Requirements: Pull out every line in the data below that contains the string "steel", copying each one in full.

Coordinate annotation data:
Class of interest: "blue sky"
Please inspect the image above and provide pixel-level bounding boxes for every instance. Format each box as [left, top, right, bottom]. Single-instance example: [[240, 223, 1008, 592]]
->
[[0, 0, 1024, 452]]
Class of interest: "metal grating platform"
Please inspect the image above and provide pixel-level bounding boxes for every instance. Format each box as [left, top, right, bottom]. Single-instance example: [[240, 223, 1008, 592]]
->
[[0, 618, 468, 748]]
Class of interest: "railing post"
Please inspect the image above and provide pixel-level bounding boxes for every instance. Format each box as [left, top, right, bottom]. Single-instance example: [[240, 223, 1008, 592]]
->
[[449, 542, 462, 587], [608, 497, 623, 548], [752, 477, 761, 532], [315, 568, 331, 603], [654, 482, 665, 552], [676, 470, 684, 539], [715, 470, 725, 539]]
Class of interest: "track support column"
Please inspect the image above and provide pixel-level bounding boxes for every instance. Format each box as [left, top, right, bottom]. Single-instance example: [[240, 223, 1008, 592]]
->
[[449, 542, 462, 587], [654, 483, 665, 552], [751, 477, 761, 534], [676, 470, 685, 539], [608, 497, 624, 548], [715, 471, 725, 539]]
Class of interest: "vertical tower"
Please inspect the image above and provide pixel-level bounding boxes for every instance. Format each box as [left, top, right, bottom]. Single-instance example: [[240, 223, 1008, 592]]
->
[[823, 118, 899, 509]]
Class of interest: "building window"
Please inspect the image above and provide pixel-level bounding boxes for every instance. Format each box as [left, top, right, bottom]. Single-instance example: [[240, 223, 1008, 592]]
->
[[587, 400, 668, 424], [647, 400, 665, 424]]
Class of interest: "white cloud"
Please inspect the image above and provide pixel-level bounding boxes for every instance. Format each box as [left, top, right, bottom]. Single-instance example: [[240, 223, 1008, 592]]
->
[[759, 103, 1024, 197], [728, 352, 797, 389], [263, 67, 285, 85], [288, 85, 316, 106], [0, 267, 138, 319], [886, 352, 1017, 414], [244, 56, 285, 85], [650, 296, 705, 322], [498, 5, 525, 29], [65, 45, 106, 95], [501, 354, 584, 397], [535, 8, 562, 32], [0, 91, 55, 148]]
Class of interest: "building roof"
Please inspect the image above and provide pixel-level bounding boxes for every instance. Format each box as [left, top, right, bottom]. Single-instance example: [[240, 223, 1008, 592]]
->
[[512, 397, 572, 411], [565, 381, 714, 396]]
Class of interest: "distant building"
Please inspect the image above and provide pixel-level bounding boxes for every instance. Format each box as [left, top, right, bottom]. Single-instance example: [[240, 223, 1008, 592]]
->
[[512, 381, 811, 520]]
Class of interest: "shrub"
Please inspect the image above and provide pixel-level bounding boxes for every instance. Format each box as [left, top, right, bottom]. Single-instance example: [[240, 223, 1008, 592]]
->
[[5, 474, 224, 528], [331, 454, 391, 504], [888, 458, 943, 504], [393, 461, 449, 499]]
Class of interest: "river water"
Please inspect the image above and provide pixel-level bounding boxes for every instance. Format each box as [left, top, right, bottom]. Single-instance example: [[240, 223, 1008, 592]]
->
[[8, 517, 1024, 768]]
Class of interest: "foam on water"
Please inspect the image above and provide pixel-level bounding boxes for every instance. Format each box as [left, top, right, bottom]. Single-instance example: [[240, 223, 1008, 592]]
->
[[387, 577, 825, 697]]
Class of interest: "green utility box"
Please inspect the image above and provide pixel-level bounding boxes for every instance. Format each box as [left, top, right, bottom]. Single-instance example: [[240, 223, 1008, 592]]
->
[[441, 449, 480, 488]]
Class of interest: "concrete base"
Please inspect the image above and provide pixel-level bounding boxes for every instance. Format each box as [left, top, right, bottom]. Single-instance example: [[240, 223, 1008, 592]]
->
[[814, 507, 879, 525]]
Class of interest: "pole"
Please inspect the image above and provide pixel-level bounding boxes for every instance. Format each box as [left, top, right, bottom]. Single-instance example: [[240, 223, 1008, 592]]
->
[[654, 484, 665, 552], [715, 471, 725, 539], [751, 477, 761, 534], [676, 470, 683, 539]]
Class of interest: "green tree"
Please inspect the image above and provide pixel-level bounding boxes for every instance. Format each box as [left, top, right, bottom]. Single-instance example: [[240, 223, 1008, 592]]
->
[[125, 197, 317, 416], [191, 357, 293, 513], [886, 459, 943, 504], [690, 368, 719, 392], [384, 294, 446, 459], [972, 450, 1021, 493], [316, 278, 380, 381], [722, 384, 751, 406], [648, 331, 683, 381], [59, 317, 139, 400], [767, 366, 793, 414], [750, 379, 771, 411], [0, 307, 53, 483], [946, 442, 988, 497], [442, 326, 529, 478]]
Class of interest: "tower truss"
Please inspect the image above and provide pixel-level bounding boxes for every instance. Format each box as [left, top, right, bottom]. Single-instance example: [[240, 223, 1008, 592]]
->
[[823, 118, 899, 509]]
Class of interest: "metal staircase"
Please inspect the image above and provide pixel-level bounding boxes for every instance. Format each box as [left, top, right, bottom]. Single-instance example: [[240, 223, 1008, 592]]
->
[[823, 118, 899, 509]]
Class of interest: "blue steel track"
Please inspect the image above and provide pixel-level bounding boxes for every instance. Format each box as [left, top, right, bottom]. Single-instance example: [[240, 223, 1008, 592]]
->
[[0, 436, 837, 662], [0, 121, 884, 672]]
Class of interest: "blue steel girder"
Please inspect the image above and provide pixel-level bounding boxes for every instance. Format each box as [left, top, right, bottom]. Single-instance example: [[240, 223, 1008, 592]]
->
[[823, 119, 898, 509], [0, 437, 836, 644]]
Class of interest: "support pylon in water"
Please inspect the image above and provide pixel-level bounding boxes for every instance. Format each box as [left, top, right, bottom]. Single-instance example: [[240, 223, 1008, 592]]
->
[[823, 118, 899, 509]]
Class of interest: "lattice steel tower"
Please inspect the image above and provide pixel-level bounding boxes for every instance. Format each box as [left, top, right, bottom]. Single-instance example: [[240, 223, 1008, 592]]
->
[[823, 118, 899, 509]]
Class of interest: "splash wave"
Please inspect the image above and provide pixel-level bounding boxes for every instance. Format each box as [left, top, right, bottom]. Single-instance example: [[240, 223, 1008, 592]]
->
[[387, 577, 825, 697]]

Answer to this task:
Class of interest: "blue steel track"
Class of interest: "blue steel girder"
Class of interest: "lattice steel tower"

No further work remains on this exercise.